# Work to do
Using the data below, repeat all of it precisely.
— BEGIN —
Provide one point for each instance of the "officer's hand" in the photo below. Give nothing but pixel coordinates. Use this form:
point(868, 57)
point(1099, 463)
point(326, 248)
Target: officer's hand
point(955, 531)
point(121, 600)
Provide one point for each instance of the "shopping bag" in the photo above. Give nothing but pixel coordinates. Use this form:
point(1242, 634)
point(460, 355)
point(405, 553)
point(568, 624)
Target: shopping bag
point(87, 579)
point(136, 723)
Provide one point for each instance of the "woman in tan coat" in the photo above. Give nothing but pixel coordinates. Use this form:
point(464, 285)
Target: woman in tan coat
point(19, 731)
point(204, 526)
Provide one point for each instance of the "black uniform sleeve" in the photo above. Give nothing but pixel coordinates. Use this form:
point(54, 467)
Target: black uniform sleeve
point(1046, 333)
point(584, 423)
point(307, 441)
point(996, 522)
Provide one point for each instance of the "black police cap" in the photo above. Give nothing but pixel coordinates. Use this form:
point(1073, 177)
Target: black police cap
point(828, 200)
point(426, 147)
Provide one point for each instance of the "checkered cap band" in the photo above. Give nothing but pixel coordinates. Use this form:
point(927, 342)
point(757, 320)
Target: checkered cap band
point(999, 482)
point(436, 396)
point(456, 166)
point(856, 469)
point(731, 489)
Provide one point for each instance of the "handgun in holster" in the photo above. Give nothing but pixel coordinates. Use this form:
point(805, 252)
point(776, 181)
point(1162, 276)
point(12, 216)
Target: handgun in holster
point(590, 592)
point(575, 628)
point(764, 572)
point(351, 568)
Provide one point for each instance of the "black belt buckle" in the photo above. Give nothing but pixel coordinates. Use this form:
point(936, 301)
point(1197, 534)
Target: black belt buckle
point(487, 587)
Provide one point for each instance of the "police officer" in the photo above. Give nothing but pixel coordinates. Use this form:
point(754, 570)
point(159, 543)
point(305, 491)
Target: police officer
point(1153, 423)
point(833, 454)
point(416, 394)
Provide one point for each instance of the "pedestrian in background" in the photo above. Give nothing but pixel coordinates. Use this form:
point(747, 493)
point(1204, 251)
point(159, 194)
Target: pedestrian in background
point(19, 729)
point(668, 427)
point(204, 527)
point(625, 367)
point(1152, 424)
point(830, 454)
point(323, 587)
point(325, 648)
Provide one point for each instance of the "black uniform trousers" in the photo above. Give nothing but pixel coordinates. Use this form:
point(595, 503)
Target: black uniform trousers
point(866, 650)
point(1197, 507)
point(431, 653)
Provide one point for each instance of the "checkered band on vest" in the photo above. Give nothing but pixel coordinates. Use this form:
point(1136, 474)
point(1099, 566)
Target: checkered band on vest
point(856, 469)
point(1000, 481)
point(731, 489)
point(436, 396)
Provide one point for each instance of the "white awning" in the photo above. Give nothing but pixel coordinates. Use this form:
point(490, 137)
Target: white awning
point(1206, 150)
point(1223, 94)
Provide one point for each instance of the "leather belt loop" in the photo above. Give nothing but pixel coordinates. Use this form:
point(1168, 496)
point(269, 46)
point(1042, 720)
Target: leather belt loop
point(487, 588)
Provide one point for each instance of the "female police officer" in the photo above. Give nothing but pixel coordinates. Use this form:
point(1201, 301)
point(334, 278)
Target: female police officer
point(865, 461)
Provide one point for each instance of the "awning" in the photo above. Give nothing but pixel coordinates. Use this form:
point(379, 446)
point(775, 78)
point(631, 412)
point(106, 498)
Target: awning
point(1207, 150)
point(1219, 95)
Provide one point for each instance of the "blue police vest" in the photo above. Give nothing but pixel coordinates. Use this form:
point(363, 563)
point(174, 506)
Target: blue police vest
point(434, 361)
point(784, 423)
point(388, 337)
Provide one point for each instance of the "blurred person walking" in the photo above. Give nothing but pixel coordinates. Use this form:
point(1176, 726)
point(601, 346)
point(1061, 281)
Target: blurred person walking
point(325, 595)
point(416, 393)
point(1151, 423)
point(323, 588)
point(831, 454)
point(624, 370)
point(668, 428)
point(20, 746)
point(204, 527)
— END —
# Finished answer
Provide one point for each instance of the "officer's hand" in the photo below. Give nothing but pixel coordinates. Use this form:
point(868, 57)
point(1099, 463)
point(326, 248)
Target: officer's hand
point(955, 531)
point(121, 600)
Provide one point for each instance of the "shopping bag" in the photo above. Give nothing but pixel coordinates. Use this form:
point(1242, 634)
point(460, 355)
point(405, 553)
point(568, 624)
Target: shopping bag
point(87, 579)
point(136, 723)
Provide one point for each instance of the "woman in tan coat" in the photo above. Give nothing but pixel coordinates. Use this form:
point(464, 285)
Target: woman in tan coat
point(19, 731)
point(204, 526)
Provide one point for each instance of the "black uniform sleeve" in the photo above. Give nothing but pixel coordinates. Use this form:
point(54, 467)
Target: black uniform sleeve
point(1046, 333)
point(584, 423)
point(307, 441)
point(996, 522)
Provide one point for each instance of the "black police cap" in the photo above. Give nothing but pixel coordinates. Use this form:
point(1073, 177)
Target: black police cap
point(828, 200)
point(426, 147)
Provide one point for each instance of the "checkered cap band" in the photo above. Give nothing but pixel coordinates. Use this form:
point(927, 342)
point(757, 320)
Target: checkered cap band
point(999, 482)
point(436, 396)
point(456, 166)
point(856, 469)
point(731, 489)
Provide one point for each instance of the "handgun in holster" in the photo above. Give nothing but pixel coordinates. Use this form:
point(805, 252)
point(776, 181)
point(1162, 276)
point(12, 216)
Target: handgun in holster
point(590, 592)
point(575, 628)
point(764, 572)
point(351, 568)
Provide one point for each instance of the "black belt buckle" in the photo above. Give nothing but pixel coordinates. Use this form:
point(936, 301)
point(1197, 534)
Target: black belt buckle
point(487, 587)
Provide one point for each instance of the "police officer" in the photo above. Give nothing but pixel coordinates. Use this form:
point(754, 570)
point(159, 543)
point(305, 491)
Target: police officer
point(1153, 423)
point(833, 454)
point(416, 394)
Provide one point for each instance of the "pedestrian in background" in the photo above. Give nothing but pixel coordinates. Use this form:
point(747, 493)
point(1204, 251)
point(159, 194)
Target: pedestrian in background
point(19, 729)
point(668, 427)
point(204, 527)
point(625, 367)
point(1152, 424)
point(830, 454)
point(323, 587)
point(325, 648)
Provide one point for each instance of the "black uniform trousers" in the photo above. Give nothing but pixel coordinates. Use this form:
point(595, 503)
Target: black uniform trousers
point(866, 650)
point(1197, 507)
point(431, 653)
Provide one point for each instance of the "checkered band on vest" in the photo above. Give nothing but pixel coordinates. Use this form:
point(1136, 474)
point(1099, 566)
Target: checkered band on vest
point(856, 469)
point(1000, 481)
point(731, 489)
point(436, 396)
Provide one point for each instance of the "white awning" in the photo above. Give nothing but pixel coordinates. Use this form:
point(490, 137)
Target: white awning
point(1206, 150)
point(1223, 94)
Provide one point for each instance of the "leather belt loop" in the photo above. Give nothing but pixel coordinates. Use this form:
point(1168, 496)
point(269, 46)
point(1042, 720)
Target: leather belt loop
point(487, 588)
Provide one point for each instance of the "female police officer" in the photo above. Give nothing but pixel coordinates. Use this form:
point(1201, 301)
point(334, 278)
Target: female police officer
point(865, 461)
Provide one point for each instance of the "awning" in the photo above. Give nothing but pixel coordinates. Use this form:
point(379, 446)
point(775, 78)
point(631, 412)
point(106, 498)
Target: awning
point(1207, 150)
point(1219, 95)
Provide one point for each instance of the "blue police vest" in the photo above. Give nothing but pixel coordinates. Use this form:
point(363, 563)
point(174, 506)
Target: blue police vest
point(434, 361)
point(784, 423)
point(388, 337)
Provide one point for each instance of the "blurred person walking" in the photo above. Give nothing but pixel coordinates. Use this form:
point(1176, 726)
point(601, 346)
point(1061, 281)
Target: blurred person walking
point(325, 595)
point(416, 393)
point(1151, 423)
point(323, 588)
point(831, 454)
point(624, 370)
point(668, 428)
point(20, 746)
point(204, 527)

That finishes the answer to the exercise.